Room数据库使用指北List<>的问题

Room依赖

implementation "android.arch.persistence.room:runtime:1.0.0"
annotationProcessor "android.arch.persistence.room:compiler:1.0.0"

查找

• 查找表中所有数据

  /**
     * 查找user
     * @return
     */
    @Query("SELECT * FROM banners")
    List<BannerModel> findBanners();

• 按条件查找

    /**
     * filters
     * @return
     * @param typeSort
     */
    @Query("SELECT * FROM filters WHERE type != :typeSort")
    List<FilterItemModel> findFilters(String typeSort);

• 限制条数的条件查找

    /**
     * 获取排序
     * @return
     */
    @Query("SELECT * FROM filters WHERE type = :name LIMIT 0,1")
    FilterItemModel findSort(String name);

现在获取的是第一条数据

//文档中的例子

@Dao
public interface MyDao {
    @Query("SELECT first_name, last_name FROM user WHERE region IN (:regions)")
    public List<NameTuple> loadUsersFromRegions(List<String> regions);
}

在user表中查找满足集合List<String> regions中条件的元素

• 获取总行数

    /**
     * 获取数据库表中总条数
     * @return
     */
    @Query("SELECT count(*) FROM search_history")
    long findHistoryCount();

• 获取某一列的和

    /**
     * 求和
     * @return
     */
    @Query("SELECT sum(count) FROM status_stock")
    long findStatusStockCount();

• 按照降序排列(ASC升序 DESC降序)

    /**
     * 查找user
     * @return
     */
    @Query("SELECT * FROM search_history ORDER BY time DESC")

===============

待办事项 —
A: 请列出这篇Room数据库用法文章中，各SQL查询语句在FROM之后出现的全部表名，每个表名只列一次。
B: 这篇Room数据库用法文章所引入的Room依赖版本号是多少？
C: 请接着这篇Room数据库用法文章的最后一行续写下去。

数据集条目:
===============

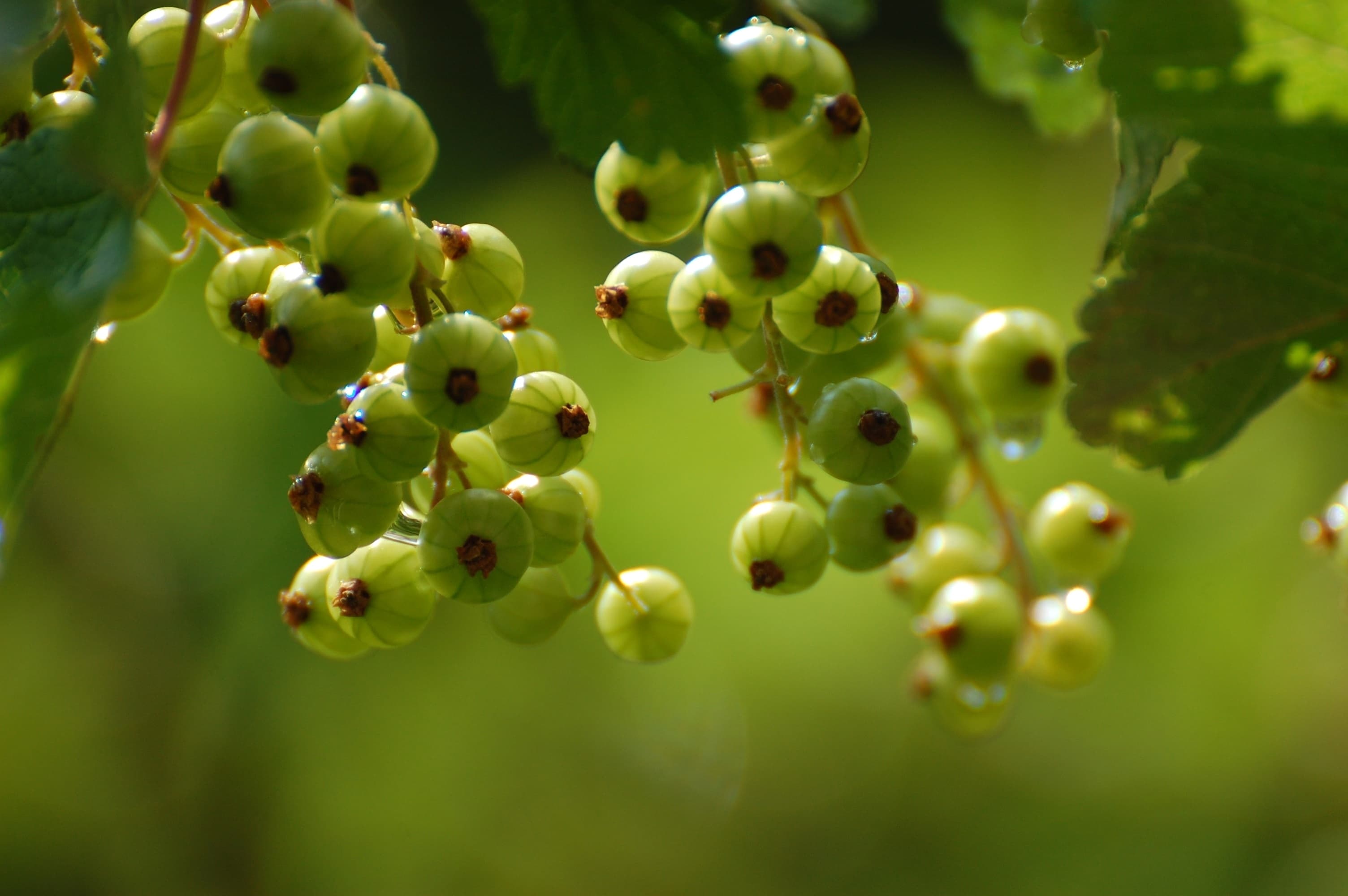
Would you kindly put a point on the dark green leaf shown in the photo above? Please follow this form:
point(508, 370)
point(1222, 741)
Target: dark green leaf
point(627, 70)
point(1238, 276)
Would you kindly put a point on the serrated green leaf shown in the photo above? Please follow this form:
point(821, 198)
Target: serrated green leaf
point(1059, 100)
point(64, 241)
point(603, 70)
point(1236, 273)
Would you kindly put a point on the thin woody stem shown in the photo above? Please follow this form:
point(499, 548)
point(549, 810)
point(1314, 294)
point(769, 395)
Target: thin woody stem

===============

各题答案 —
A: banners、filters、user、search_history、status_stock

B: 1.0.0

C:
    List<SearchHistoryModel> findSearchHistory();

---

文档中的例子:

@Dao
public interface MyDao {

    //正常的查询
    @Query("SELECT * FROM user WHERE age != :minAge")
    public User[] loadAllUsersOlderThan(int minAge);
}


@Dao
public interface MyDao {

    //区间中的值
    @Query("SELECT * FROM user WHERE age BETWEEN :minAge AND :maxAge")
    public User[] loadAllUsersBetweenAges(int minAge, int maxAge);

    //或关系的查询
    @Query("SELECT * FROM user WHERE first_name LIKE :search "
           + "OR last_name LIKE :search")
    public List<User> findUserWithName(String search);
}

如果,你不想查到表 行中所有字段,则
1.定义一个实体

public class NameTuple {
    @ColumnInfo(name="first_name")
    public String firstName;

    @ColumnInfo(name="last_name")
    public String lastName;
}

2.查询

@Dao
public interface MyDao {
    @Query("SELECT first_name, last_name FROM user")
    public List<NameTuple> loadFullName();
}

• 多表查询Querying multiple tables

@Dao
public interface MyDao {
   @Query("SELECT user.name AS userName, pet.name AS petName "
          + "FROM user, pet "
          + "WHERE user.id = pet.user_id")
   public LiveData<List<UserPet>> loadUserAndPetNames();

   // You can also define this class in a separate file, as long as you add the
   // "public" access modifier.
   //注意 public
   static class UserPet {
       public String userName;
       public String petName;
   }
}

更新

• 更新指定条目

    /**
     * 更新时间
     * @param time
     */
    @Query("UPDATE search_history SET time = :time WHERE content = :content")
    void updateSearchHistory(String content,long time);

删除数据

• 删除所有数据

    /**
     * 删除表
     * @return
     */
    @Query("DELETE FROM filters")
    void delectFilters();

• 删除最后一条

    /**
     * 删除最后一个
     * @return
     */
    @Query("DELETE FROM search_history WHERE time in(SELECT time FROM search_history ORDER BY time ASC LIMIT 1 )")
    void delectLastHistory();

• 按条件删除

    /**
     * 删除表by listtype
     * @return
     */
    @Query("DELETE FROM vehicle_model WHERE listType = :type")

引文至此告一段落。